● WHAT YOU SHOULD DO: Which lines in the entries below contain the string "water"? Pull out every one of them, counting uppercase and lowercase letters as different.

::::

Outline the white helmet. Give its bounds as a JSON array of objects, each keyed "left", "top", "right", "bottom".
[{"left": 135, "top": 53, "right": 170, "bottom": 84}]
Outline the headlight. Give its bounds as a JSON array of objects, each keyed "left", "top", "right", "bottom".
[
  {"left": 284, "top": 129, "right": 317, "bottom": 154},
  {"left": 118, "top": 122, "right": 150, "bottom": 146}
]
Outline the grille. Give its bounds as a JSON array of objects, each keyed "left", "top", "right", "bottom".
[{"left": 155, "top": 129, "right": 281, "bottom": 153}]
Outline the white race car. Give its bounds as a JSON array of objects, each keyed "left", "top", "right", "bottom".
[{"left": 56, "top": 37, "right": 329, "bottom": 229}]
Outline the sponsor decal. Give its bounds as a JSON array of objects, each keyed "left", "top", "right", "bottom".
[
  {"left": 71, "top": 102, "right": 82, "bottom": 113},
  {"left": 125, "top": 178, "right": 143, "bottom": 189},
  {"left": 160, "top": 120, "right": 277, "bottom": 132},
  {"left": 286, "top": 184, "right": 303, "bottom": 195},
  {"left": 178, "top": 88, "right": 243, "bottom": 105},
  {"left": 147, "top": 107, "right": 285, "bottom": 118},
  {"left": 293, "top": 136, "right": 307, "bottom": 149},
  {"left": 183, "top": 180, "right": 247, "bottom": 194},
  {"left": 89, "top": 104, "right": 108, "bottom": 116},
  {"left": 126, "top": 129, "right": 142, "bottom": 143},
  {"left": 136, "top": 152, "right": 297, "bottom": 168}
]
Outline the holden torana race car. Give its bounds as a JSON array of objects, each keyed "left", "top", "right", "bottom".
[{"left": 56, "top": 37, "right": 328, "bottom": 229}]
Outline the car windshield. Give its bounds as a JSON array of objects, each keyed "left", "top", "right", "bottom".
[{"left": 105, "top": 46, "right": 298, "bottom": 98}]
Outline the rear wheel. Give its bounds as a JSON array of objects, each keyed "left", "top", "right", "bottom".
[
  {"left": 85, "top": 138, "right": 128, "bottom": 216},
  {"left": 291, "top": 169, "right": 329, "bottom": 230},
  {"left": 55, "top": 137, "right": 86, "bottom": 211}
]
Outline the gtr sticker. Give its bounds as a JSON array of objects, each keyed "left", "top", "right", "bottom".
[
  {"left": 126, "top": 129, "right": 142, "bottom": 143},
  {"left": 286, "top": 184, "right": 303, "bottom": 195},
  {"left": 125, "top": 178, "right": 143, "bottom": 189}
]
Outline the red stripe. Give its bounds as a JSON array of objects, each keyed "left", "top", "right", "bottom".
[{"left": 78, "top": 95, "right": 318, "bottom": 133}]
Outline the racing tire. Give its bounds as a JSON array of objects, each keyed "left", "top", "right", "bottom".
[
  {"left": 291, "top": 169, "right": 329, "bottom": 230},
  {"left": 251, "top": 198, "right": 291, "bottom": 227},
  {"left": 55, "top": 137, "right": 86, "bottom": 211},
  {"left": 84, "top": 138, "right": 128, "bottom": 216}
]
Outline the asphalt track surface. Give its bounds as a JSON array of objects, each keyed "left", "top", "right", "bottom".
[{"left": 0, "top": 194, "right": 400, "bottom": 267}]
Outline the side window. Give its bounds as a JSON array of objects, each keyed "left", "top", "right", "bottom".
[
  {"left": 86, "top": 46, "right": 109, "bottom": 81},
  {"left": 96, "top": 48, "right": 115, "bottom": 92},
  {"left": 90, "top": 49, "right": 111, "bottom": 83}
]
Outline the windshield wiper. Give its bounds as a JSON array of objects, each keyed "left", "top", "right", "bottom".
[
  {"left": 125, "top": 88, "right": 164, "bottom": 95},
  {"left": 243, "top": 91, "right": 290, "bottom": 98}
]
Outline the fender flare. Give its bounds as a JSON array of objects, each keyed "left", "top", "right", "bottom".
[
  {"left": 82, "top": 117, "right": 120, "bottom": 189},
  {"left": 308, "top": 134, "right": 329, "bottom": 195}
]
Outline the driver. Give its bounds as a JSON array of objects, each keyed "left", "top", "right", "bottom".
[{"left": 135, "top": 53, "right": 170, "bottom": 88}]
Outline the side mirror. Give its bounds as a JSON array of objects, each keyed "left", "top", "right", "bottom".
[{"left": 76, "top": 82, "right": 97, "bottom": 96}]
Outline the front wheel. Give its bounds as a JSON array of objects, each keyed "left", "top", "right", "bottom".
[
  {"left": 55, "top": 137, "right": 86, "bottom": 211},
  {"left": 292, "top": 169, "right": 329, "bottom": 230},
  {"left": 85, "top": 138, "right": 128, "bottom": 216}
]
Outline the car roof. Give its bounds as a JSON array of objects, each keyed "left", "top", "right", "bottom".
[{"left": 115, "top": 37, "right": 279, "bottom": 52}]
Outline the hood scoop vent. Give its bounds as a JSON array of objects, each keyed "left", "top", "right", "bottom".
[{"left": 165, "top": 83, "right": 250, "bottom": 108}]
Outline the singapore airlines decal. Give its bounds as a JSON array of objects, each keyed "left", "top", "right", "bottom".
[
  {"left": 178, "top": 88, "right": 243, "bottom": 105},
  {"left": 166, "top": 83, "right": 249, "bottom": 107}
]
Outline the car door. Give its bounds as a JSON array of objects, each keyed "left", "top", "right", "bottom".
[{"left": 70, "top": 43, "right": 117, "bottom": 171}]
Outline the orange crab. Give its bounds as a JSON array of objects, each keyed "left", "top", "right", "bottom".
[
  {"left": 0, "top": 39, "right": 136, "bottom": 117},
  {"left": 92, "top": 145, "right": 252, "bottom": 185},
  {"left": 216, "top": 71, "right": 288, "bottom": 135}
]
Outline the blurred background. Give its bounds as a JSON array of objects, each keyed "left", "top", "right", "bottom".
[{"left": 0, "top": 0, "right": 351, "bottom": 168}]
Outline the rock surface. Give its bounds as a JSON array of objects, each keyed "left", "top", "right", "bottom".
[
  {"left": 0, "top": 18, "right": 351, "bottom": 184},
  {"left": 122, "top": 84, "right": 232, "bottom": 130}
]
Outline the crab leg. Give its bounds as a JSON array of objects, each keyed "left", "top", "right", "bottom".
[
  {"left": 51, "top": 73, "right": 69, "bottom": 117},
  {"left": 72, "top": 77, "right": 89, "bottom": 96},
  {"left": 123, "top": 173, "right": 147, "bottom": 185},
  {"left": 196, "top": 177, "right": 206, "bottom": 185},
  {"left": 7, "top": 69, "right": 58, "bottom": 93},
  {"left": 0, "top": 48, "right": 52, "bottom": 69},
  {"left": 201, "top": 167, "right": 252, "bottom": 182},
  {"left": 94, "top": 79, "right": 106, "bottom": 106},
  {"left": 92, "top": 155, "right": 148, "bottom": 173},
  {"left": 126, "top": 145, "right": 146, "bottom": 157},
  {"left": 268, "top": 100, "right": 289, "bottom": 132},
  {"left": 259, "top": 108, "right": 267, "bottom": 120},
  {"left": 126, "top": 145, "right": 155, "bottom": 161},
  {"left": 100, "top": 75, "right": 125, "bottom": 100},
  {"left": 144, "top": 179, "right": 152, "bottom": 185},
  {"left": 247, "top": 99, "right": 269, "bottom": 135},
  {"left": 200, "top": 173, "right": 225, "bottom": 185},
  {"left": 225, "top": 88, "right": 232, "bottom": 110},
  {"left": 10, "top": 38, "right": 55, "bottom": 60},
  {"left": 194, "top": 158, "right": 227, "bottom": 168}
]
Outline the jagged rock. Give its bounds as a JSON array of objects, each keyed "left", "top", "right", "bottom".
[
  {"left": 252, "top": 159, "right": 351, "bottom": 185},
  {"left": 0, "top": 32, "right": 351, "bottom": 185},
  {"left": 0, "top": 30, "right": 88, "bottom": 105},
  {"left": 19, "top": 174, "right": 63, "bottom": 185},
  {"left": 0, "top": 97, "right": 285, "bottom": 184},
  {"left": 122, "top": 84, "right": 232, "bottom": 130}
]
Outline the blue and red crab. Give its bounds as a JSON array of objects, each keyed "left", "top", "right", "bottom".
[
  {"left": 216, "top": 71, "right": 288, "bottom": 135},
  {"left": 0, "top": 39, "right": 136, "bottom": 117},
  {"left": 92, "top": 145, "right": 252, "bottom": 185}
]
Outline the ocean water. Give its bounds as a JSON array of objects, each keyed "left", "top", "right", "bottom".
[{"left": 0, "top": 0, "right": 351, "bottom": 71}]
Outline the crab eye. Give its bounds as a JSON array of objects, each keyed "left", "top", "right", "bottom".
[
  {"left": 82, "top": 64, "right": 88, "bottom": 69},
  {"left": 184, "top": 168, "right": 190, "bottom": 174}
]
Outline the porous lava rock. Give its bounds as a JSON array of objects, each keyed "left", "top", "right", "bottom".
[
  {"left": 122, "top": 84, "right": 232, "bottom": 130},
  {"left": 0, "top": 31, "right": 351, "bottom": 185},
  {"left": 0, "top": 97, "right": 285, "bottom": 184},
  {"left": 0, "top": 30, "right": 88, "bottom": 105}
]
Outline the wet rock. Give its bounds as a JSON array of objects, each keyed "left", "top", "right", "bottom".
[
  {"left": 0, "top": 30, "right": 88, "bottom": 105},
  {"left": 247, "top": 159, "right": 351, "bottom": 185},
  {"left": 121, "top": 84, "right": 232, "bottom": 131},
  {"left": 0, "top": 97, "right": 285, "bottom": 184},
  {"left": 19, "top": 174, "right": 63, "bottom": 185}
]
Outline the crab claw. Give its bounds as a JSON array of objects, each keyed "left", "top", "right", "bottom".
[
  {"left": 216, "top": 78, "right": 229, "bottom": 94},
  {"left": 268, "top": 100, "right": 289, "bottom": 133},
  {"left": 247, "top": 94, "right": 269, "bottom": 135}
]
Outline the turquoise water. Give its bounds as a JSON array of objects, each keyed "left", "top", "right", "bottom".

::::

● RESULT FOR THIS TASK:
Outline the ocean water. Give its bounds as a JSON array of objects, each keyed "left", "top", "right", "bottom".
Outline the turquoise water. Give its bounds as a JSON array of objects, each keyed "left", "top", "right", "bottom".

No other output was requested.